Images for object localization
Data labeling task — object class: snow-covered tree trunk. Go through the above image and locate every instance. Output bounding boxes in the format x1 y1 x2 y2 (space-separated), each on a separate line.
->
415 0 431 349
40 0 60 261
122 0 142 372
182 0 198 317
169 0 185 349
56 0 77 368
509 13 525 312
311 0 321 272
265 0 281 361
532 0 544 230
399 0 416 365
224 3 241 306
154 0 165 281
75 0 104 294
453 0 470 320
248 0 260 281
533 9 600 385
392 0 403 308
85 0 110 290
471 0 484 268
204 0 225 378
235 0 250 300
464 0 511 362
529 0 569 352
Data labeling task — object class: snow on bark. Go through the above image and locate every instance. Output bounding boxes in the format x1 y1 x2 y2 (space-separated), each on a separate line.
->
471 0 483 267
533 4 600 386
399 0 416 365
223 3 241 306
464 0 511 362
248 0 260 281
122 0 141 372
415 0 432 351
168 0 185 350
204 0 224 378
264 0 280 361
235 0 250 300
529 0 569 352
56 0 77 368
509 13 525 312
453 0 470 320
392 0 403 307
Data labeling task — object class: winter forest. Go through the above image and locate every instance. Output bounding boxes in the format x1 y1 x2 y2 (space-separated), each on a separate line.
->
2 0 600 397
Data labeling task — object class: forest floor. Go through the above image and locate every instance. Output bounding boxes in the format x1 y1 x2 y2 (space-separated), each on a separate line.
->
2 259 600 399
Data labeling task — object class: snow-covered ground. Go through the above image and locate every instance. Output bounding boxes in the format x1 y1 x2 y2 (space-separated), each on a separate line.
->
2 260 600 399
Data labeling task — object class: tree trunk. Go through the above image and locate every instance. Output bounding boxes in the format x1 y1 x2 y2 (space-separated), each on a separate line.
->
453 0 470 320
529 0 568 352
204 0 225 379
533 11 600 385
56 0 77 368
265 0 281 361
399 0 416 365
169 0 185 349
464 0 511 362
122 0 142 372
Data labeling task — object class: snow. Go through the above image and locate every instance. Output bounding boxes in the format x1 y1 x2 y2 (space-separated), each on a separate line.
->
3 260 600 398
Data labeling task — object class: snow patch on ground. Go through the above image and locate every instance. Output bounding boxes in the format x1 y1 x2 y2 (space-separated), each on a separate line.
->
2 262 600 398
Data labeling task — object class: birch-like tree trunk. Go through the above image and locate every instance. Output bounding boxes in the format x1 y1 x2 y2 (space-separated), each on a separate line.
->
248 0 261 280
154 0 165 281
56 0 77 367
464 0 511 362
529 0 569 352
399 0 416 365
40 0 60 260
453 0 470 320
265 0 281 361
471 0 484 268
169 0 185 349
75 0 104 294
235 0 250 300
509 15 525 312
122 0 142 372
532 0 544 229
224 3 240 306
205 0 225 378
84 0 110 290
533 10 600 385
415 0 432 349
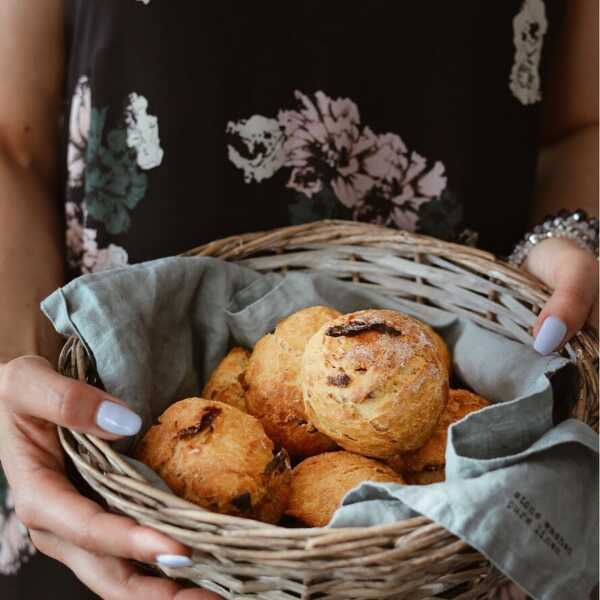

▶ **TASK TO CARRY OUT**: Leave the images behind and write out every entry exactly.

▶ **TASK RESULT**:
Data labeling task — object class: snow-covered tree trunk. Go through the above image and locate every instance. Output bounding boxes in the format x1 y1 x2 y2 (space-separated), each on a separate line.
->
415 0 431 349
40 0 60 261
122 0 142 372
182 0 198 317
169 0 185 349
56 0 77 368
509 13 525 312
311 0 321 272
265 0 281 361
532 0 544 230
399 0 416 365
224 3 241 306
154 0 165 281
75 0 104 294
453 0 470 320
248 0 260 281
533 9 600 385
392 0 403 308
85 0 110 290
471 0 484 268
204 0 225 378
235 0 250 300
464 0 511 362
529 0 569 352
Data labeling task — object class: snow on bark. Go through the above image and locate every instance. Output bounding boxes in the format x1 y1 x2 y2 (space-separated), each on a separate line.
->
471 0 483 267
533 4 600 386
399 0 416 365
223 3 241 306
464 0 511 362
248 0 260 281
122 0 141 372
415 0 432 351
168 0 185 350
204 0 224 378
264 0 280 361
235 0 250 300
529 0 569 352
56 0 77 368
509 13 525 312
453 0 470 320
392 0 403 307
Data labeling task — object class: winter forest. Go through the above image and locate every instance. Output bounding boxes in the format x1 y1 x2 y2 (space-separated), each on a separate line.
->
2 0 600 397
Data labeling task — object class: forest floor. Go through the above image and locate every instance. Output bounding boxes in the format x1 y1 x2 y2 (space-separated), each on a separate line.
->
2 259 600 399
Data labeling task — object class: snow-covered ground. Go through the above image and locate every instance. Output bounding boxes in the format x1 y1 x2 y2 (space-separated), each on a separate line.
->
2 260 600 399
Data labeling task — object class: tree trunk. Go through the above image and locate every instance. Output bounding boxes in the format x1 y1 x2 y2 (space-separated), each on a separate line.
->
453 0 470 320
529 0 568 352
204 0 225 379
533 11 600 385
56 0 77 368
265 0 281 361
399 0 416 365
169 0 185 349
464 0 511 362
122 0 142 372
Data labeling task — object class: snow. Go through the above image and locate every instance. Output bounding boxes in the format x1 y1 x2 y2 (space-separated), each on a separate line.
->
3 260 600 398
Data labeling task — object class: snow patch on ground. Go through the above image and locate every instance. Output bounding boxes in the format x1 y1 x2 y2 (space-separated), each on a separate line.
->
2 262 600 398
Data labeling task — object class: birch-like tree trunk. Go through the above image and locate every instance. Output bounding boxes in the format x1 y1 x2 y2 (space-separated), each on a separate line.
->
248 0 261 280
154 0 165 281
56 0 77 367
464 0 511 362
529 0 569 352
399 0 416 365
40 0 60 260
453 0 470 320
265 0 281 361
471 0 484 268
169 0 185 349
75 0 104 294
235 0 250 300
509 15 525 312
122 0 142 372
532 0 544 229
224 3 240 306
205 0 225 378
84 0 110 290
533 10 600 385
415 0 432 349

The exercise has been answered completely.